* [Task] Pull out every line of the rows below that contains the string "cover", matching case exactly.

* [Data for processing]
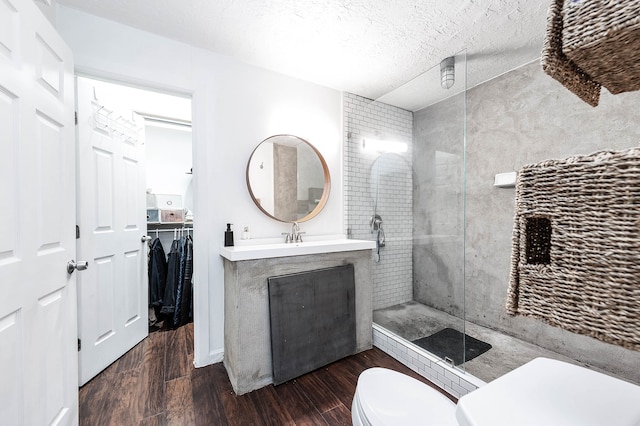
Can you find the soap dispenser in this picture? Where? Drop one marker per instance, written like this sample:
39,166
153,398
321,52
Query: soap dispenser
228,236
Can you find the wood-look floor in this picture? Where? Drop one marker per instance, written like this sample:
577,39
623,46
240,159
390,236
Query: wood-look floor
156,384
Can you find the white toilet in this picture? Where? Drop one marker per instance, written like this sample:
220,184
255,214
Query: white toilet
541,392
386,397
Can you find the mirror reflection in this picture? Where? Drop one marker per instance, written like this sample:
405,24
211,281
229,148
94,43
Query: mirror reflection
288,178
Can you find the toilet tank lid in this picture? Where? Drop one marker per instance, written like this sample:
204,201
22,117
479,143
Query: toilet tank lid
551,392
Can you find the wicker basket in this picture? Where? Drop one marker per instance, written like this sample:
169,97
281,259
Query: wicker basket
556,64
575,260
602,37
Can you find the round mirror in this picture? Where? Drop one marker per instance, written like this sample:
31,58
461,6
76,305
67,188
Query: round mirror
288,179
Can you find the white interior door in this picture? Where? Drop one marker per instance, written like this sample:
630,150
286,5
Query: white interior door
113,291
38,347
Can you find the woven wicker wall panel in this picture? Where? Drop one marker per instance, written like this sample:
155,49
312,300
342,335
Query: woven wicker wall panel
575,260
603,38
556,64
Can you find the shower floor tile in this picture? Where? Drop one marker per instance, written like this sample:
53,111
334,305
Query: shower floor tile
414,320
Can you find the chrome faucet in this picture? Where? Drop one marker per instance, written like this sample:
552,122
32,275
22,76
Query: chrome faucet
295,236
295,233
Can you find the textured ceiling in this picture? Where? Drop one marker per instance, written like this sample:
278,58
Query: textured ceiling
366,47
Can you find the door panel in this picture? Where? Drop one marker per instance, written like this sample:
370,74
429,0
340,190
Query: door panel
38,328
113,293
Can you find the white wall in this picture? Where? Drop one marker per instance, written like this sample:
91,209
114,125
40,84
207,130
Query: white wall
386,177
169,158
235,106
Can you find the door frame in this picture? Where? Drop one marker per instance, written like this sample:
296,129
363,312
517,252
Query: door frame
198,322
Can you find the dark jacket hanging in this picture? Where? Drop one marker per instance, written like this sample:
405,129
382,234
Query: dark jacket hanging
182,312
173,271
157,273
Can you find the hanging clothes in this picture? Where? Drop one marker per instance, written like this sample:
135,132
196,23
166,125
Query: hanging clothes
157,274
182,314
173,278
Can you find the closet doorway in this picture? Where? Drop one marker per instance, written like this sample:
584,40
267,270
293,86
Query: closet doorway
137,145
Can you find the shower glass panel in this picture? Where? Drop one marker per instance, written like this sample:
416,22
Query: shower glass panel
417,197
439,219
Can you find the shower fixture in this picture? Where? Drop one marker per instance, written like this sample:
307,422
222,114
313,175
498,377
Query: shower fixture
448,72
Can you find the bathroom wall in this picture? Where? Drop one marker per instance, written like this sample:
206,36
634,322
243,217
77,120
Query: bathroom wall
388,175
235,106
523,117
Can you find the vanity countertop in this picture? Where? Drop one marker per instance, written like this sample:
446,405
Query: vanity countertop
264,249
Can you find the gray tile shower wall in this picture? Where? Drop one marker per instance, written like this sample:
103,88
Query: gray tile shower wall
387,178
519,118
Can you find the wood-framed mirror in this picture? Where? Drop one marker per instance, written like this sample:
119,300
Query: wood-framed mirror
288,179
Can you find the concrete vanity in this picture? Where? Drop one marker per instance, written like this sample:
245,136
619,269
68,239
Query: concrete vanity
247,357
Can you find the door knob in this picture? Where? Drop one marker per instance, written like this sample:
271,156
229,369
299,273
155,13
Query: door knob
80,265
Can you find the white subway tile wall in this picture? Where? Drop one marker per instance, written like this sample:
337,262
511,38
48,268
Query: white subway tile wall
451,380
382,184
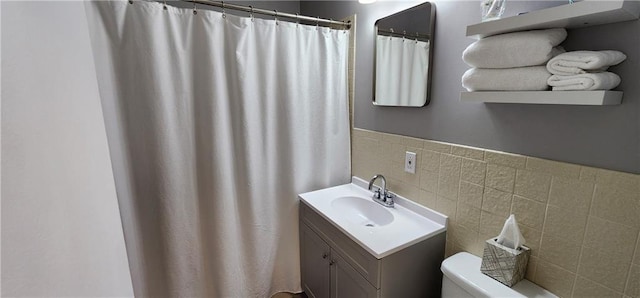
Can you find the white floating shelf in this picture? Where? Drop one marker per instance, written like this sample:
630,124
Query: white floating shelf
594,98
580,14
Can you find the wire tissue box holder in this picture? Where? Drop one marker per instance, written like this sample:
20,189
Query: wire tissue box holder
504,264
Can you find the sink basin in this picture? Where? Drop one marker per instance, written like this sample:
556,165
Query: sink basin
380,230
361,211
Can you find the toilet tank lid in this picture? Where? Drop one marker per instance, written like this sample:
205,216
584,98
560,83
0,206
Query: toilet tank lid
464,270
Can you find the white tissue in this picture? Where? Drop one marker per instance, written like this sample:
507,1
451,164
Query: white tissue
510,235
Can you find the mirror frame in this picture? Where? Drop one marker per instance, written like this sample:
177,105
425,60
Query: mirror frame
432,22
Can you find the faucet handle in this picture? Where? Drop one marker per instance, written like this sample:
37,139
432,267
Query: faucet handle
378,193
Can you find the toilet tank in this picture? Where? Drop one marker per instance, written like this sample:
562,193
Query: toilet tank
462,278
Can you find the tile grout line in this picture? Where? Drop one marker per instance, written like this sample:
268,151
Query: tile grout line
635,251
584,235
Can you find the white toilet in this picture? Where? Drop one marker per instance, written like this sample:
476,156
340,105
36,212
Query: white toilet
462,278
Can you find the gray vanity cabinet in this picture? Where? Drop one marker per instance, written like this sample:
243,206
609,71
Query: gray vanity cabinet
334,266
326,273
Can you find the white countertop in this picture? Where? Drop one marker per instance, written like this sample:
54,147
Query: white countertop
411,223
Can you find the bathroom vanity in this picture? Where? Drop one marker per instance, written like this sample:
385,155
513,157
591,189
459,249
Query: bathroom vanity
353,247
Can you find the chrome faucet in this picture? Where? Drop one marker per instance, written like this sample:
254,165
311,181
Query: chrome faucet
381,195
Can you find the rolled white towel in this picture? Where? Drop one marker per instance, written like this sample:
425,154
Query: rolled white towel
585,81
532,78
578,62
517,49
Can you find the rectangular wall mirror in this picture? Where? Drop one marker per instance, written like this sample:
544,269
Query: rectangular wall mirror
403,56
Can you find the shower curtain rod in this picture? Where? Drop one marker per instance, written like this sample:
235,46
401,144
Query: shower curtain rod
274,13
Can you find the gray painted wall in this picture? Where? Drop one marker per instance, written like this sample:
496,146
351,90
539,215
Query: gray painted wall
600,136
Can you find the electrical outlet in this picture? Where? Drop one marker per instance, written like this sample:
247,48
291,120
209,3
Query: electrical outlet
410,162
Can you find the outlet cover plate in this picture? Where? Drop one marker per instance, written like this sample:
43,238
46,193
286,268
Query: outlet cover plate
410,162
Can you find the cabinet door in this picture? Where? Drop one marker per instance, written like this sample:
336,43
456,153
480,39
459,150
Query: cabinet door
314,262
346,282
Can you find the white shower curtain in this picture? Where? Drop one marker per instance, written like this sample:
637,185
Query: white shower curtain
215,123
401,71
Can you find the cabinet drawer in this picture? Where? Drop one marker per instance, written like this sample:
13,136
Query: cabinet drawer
361,260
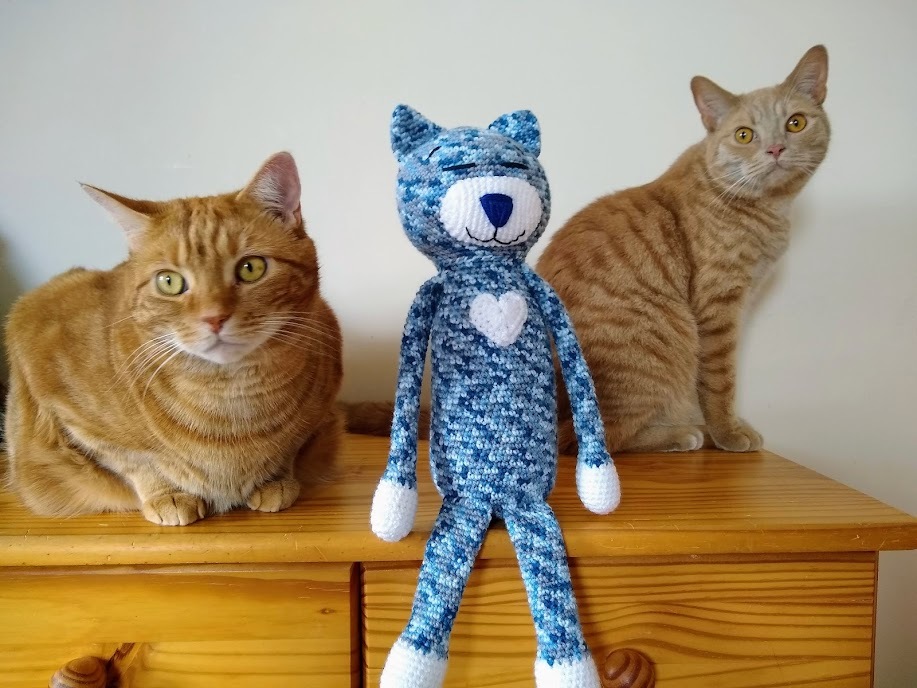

* [Response to the exercise]
Can you find the outlet cover plate in this picture? Where? Drop one marker per instance, written like this sample:
Query: outlet cover plate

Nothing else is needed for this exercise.